§ **SET TASK 1**: In the passage on biased language in job descriptions, condense the paragraph that begins "The existing works are limited" into a shorter version that keeps its main facts.

-- BEGIN TEXT TO READ --

The existing works are limited to analyzing, categorizing and highlighting the occurrence of bias in the recruitment process. In this paper, we go beyond this and develop machine learning models for identifying and classifying biased and discriminatory language in job descriptions. Five major categories of biased and discriminatory language were identified after a thorough examination of existing works on behavioral science with a focus on bias and discrimination in recruitment. The major research questions addressed in this paper are as follows:

RQ1—In what way is bias and discrimination currently present during the recruitment process and how does this manifest itself in the context of job descriptions?

RQ2—Which state-of-the-art technologies can be employed to achieve optimal results in automatically identifying and classifying biased and discriminatory language in job descriptions?

To answer RQ1, we examine the literature for existing works on behavioral science and in particular, bias and discrimination in the recruiting industry (Sect. 2.1). We also developed a list of 524 unique biased and discriminatory terms (see Sect. 3.3) divided into the five categories: masculine-coded, feminine-coded, exclusive, LGBTQ-coded, demographic and racial language.

-- END TEXT TO READ --
-- BEGIN DATASET EXTRACT --

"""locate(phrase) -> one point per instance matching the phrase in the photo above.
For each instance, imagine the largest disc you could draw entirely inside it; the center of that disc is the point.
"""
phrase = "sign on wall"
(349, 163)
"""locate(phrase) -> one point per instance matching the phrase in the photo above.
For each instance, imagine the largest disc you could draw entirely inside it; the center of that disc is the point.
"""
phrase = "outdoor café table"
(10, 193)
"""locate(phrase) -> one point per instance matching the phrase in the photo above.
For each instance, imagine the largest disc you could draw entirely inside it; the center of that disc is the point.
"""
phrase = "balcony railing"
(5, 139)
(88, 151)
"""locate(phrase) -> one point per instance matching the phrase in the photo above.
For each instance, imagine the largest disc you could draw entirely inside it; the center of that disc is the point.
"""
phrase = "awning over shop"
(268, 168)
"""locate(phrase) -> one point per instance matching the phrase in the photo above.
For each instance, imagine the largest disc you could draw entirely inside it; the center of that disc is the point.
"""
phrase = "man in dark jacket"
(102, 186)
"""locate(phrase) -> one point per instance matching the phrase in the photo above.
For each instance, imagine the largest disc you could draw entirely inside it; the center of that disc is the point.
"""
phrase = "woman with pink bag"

-- END DATASET EXTRACT --
-- BEGIN DATASET EXTRACT --

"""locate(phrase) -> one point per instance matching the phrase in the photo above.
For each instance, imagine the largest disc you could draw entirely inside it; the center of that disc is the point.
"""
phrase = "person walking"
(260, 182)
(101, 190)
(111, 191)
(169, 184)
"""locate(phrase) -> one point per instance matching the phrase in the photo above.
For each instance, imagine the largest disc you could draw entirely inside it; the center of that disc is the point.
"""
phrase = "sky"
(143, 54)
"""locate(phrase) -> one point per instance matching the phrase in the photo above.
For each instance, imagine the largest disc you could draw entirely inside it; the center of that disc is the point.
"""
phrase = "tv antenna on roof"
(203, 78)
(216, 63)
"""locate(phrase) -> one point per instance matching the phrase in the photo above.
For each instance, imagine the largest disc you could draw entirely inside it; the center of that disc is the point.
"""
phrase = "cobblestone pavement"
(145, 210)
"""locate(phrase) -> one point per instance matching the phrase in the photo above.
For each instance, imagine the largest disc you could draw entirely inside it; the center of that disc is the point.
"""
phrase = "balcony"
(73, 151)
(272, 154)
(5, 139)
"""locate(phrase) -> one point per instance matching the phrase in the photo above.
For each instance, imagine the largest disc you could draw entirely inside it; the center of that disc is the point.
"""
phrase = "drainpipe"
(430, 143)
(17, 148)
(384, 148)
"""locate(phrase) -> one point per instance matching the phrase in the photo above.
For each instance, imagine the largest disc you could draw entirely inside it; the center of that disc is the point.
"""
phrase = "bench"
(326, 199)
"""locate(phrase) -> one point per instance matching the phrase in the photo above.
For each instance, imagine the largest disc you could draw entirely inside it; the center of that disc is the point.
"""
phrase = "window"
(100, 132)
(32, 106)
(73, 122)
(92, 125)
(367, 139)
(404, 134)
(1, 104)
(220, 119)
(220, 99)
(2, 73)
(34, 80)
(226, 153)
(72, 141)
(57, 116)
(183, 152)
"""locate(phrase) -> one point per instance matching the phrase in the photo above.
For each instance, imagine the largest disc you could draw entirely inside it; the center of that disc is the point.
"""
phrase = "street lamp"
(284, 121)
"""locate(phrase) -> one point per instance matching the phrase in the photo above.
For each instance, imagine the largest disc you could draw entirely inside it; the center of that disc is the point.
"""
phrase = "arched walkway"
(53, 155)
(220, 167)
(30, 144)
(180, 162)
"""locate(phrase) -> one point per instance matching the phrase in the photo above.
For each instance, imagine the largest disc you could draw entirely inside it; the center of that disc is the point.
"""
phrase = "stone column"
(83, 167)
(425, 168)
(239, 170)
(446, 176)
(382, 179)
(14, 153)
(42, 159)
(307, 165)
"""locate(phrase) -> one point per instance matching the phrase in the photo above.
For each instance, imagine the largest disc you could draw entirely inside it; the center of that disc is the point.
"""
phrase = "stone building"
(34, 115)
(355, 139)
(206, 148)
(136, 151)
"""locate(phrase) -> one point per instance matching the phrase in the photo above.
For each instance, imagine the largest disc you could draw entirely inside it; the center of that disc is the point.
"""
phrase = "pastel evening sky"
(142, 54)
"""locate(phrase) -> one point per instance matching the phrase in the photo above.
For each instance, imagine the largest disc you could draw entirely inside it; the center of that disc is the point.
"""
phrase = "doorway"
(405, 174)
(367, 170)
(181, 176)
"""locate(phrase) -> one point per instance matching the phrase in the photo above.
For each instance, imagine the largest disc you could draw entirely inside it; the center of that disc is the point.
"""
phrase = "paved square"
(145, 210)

-- END DATASET EXTRACT --

§ **SET TASK 2**: Identify every line of the records that contains the word "balcony", and copy each of those lines.

§ **CORRECT OUTPUT 1**: Earlier work only analyzes, categorizes and highlights bias in recruitment. This paper goes further by building machine learning models that identify and classify biased and discriminatory language in job descriptions. A thorough review of behavioral science research on recruitment bias produced five major categories of such language. The paper then sets out its main research questions.

§ **CORRECT OUTPUT 2**:
phrase = "balcony railing"
phrase = "balcony"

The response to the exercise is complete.